**SET EXERCISE:**
Convert the entire listing below into a JSON list of strings with one string per line, skipping any blank lines.

+++ GIVEN DATA +++

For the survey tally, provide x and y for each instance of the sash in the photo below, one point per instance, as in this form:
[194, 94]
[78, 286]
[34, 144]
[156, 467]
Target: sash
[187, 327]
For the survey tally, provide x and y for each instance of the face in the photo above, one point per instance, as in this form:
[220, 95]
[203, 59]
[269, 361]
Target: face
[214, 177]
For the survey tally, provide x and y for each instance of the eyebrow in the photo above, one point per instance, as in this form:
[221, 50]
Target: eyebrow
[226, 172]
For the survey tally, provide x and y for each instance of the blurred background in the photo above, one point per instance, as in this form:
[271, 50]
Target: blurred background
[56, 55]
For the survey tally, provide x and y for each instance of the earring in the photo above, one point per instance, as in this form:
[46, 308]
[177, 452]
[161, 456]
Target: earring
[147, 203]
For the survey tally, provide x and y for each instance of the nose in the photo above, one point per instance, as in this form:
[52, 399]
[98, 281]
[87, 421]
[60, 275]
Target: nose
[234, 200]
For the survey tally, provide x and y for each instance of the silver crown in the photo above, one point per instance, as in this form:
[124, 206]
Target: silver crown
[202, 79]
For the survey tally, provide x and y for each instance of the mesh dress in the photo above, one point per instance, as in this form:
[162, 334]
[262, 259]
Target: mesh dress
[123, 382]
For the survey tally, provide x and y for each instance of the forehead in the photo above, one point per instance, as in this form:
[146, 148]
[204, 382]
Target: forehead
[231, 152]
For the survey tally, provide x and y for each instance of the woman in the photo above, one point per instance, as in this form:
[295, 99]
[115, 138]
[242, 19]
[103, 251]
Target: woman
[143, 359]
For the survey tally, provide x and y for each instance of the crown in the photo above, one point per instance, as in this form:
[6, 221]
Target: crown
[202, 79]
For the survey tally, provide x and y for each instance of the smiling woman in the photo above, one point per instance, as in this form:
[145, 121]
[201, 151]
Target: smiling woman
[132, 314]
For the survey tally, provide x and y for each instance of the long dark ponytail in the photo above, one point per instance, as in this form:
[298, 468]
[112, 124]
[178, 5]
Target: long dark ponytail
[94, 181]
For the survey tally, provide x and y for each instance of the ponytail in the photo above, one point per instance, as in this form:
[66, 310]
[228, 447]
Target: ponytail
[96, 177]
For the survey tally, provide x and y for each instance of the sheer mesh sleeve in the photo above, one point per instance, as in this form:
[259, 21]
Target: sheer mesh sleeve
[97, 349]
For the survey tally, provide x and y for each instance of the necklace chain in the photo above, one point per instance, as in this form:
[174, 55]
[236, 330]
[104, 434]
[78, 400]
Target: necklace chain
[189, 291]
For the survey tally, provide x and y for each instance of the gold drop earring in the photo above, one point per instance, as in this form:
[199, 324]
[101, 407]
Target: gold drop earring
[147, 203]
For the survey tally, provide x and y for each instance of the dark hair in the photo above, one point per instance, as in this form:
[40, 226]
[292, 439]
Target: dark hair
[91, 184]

+++

**RESPONSE TO THE EXERCISE:**
[
  "For the survey tally, provide x and y for each instance of the sash in the photo below, one point per instance, as in this form:",
  "[194, 94]",
  "[78, 286]",
  "[34, 144]",
  "[156, 467]",
  "Target: sash",
  "[187, 327]",
  "For the survey tally, provide x and y for each instance of the face in the photo above, one point per instance, as in this form:",
  "[220, 95]",
  "[203, 59]",
  "[269, 361]",
  "Target: face",
  "[214, 177]",
  "For the survey tally, provide x and y for each instance of the eyebrow in the photo above, one point per instance, as in this form:",
  "[221, 50]",
  "Target: eyebrow",
  "[226, 172]",
  "For the survey tally, provide x and y for each instance of the blurred background in the photo above, one point per instance, as in this form:",
  "[271, 50]",
  "Target: blurred background",
  "[56, 55]",
  "For the survey tally, provide x and y for each instance of the earring in the photo above, one point per instance, as in this form:",
  "[46, 308]",
  "[177, 452]",
  "[161, 456]",
  "Target: earring",
  "[147, 203]",
  "For the survey tally, provide x and y for each instance of the nose in the photo above, one point per instance, as in this form:",
  "[52, 399]",
  "[98, 281]",
  "[87, 421]",
  "[60, 275]",
  "Target: nose",
  "[234, 200]",
  "For the survey tally, provide x and y for each instance of the silver crown in the photo above, one point per instance, as in this form:",
  "[124, 206]",
  "Target: silver crown",
  "[202, 79]",
  "For the survey tally, provide x and y for each instance of the mesh dress in the photo above, one point per instance, as in this form:",
  "[162, 334]",
  "[262, 259]",
  "Target: mesh dress",
  "[123, 382]",
  "For the survey tally, provide x and y for each instance of the forehead in the photo above, one point per instance, as in this form:",
  "[146, 148]",
  "[204, 382]",
  "Target: forehead",
  "[231, 152]",
  "For the survey tally, provide x and y for each instance of the woman in the photo above, one point per instance, as in this form:",
  "[295, 99]",
  "[115, 138]",
  "[242, 19]",
  "[103, 251]",
  "Target: woman",
  "[143, 359]",
  "For the survey tally, provide x and y for each instance of the crown in the photo above, one point per instance, as in this form:",
  "[6, 221]",
  "Target: crown",
  "[202, 79]",
  "For the survey tally, provide x and y for each instance of the smiling woman in the photo above, one point per instance, as in this form:",
  "[145, 121]",
  "[201, 151]",
  "Target: smiling woman",
  "[132, 314]",
  "For the survey tally, provide x and y for each instance of the long dark ponytail in the photo above, one point per instance, as in this form:",
  "[298, 468]",
  "[112, 124]",
  "[178, 5]",
  "Target: long dark ponytail",
  "[94, 181]",
  "For the survey tally, provide x and y for each instance of the ponytail in the photo above, one point per instance, as in this form:",
  "[66, 310]",
  "[228, 447]",
  "Target: ponytail",
  "[96, 177]",
  "For the survey tally, provide x and y for each instance of the sheer mesh sleeve in the photo above, one point per instance, as in this form:",
  "[259, 21]",
  "Target: sheer mesh sleeve",
  "[97, 349]",
  "For the survey tally, provide x and y for each instance of the necklace chain in the photo above, one point per instance, as in this form:",
  "[174, 55]",
  "[236, 330]",
  "[104, 434]",
  "[78, 400]",
  "Target: necklace chain",
  "[189, 291]",
  "For the survey tally, provide x and y for each instance of the gold drop earring in the photo above, one point per instance, as in this form:",
  "[199, 324]",
  "[101, 407]",
  "Target: gold drop earring",
  "[147, 203]",
  "For the survey tally, provide x and y for each instance of the dark hair in the photo above, one point per instance, as in this form:",
  "[40, 226]",
  "[292, 439]",
  "Target: dark hair",
  "[91, 184]"
]